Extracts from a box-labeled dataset
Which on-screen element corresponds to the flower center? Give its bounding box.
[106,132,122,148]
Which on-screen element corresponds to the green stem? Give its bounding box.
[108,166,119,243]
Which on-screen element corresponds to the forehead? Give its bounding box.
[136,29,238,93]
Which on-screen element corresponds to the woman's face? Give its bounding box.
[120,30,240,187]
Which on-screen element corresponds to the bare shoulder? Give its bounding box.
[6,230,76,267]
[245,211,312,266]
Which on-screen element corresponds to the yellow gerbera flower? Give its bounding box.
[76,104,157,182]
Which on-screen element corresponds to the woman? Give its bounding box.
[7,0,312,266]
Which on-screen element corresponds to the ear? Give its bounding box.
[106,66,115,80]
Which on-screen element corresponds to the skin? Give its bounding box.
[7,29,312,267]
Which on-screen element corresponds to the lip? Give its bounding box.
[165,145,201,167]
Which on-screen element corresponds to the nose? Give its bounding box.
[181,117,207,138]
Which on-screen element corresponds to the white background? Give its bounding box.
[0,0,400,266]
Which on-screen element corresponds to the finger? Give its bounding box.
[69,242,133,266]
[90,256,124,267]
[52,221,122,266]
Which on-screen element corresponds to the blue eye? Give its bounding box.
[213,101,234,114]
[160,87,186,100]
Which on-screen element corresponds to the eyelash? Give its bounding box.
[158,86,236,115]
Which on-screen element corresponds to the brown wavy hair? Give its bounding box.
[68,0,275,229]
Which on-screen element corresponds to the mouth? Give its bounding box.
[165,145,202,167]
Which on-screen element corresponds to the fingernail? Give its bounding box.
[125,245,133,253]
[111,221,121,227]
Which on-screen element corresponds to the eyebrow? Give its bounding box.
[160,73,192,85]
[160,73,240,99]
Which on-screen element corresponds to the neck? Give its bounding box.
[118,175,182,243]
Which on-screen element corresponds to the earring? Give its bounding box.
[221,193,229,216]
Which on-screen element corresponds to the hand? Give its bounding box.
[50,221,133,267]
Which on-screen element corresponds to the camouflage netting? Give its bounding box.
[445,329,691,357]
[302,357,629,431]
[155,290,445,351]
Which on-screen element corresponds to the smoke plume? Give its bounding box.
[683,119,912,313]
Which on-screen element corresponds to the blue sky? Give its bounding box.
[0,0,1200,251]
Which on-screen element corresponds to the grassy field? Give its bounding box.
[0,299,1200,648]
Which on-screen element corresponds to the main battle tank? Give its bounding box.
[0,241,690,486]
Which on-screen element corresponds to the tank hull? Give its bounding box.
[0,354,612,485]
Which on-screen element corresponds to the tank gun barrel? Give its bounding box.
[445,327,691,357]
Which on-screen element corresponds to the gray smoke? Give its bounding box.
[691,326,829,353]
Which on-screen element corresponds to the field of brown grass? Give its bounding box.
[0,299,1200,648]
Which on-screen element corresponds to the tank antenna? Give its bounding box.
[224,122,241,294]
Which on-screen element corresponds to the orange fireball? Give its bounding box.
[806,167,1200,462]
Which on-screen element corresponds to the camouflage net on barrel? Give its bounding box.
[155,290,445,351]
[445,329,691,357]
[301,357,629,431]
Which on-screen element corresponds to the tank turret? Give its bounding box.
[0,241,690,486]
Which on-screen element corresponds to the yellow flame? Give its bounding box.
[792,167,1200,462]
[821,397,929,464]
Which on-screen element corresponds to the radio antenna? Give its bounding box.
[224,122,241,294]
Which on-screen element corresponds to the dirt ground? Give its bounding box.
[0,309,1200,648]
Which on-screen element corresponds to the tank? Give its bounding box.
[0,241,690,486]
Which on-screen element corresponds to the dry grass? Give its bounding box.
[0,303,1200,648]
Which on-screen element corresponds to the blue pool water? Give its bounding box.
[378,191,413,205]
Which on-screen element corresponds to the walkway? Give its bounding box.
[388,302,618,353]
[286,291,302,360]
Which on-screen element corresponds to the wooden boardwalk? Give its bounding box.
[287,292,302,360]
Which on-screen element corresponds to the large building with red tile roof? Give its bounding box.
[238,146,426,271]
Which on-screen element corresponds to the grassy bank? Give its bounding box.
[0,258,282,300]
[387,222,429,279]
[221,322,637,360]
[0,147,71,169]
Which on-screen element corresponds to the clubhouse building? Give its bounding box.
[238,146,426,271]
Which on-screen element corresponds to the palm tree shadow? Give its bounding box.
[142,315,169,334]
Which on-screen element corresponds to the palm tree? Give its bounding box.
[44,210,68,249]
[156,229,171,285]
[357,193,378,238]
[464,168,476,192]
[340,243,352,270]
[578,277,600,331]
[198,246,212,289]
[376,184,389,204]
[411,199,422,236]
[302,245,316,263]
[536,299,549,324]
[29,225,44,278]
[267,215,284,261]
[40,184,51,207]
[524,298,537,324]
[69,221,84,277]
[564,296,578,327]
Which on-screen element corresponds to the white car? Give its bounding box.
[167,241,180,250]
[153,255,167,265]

→ Problem details
Rewrite the lines of the records as a numbered list, from the line that contains "Which on-screen element corresponds to the bare" through the line that contains "[111,221,121,227]", including both, and skip any blank lines.

→ Written reply
1. Which on-screen element corresponds to the bare shoulder? Give its bounding box.
2. [6,230,76,267]
3. [245,211,312,266]
4. Which on-screen element corresponds to the yellow gerbera flower? Give its bounding box.
5. [76,104,157,182]
6. Which on-screen element corresponds to the woman? Give its bounding box.
7. [7,0,312,266]
8. Which on-screen element corresponds to the ear? Give its bounding box.
9. [106,66,115,80]
10. Which on-screen element corresponds to the skin? Give its bounding box.
11. [7,29,312,267]
12. Which on-screen element corresponds to the lip? Give its bounding box.
13. [165,145,201,167]
14. Which on-screen element corresponds to the nose? Give its bounding box.
15. [181,117,207,138]
16. Which on-screen element corresponds to the white background? Give its bounding box.
17. [0,0,400,266]
18. Which on-screen element corresponds to the finger? Give its bounding box.
19. [69,242,133,266]
20. [90,256,124,267]
21. [52,221,122,266]
22. Which on-screen element corresponds to the blue eye? Give its bounding box.
23. [213,101,234,114]
24. [160,87,186,100]
25. Which on-screen element corresponds to the eyelash? Give its bounding box.
26. [158,86,236,115]
27. Which on-screen element corresponds to the brown wavy hair? Give its bounding box.
28. [68,0,275,229]
29. Which on-screen element corresponds to the mouth? Give its bounding box.
30. [165,145,202,167]
31. Which on-screen element corresponds to the fingernail? Give its bounding box.
32. [125,245,133,253]
33. [111,221,121,227]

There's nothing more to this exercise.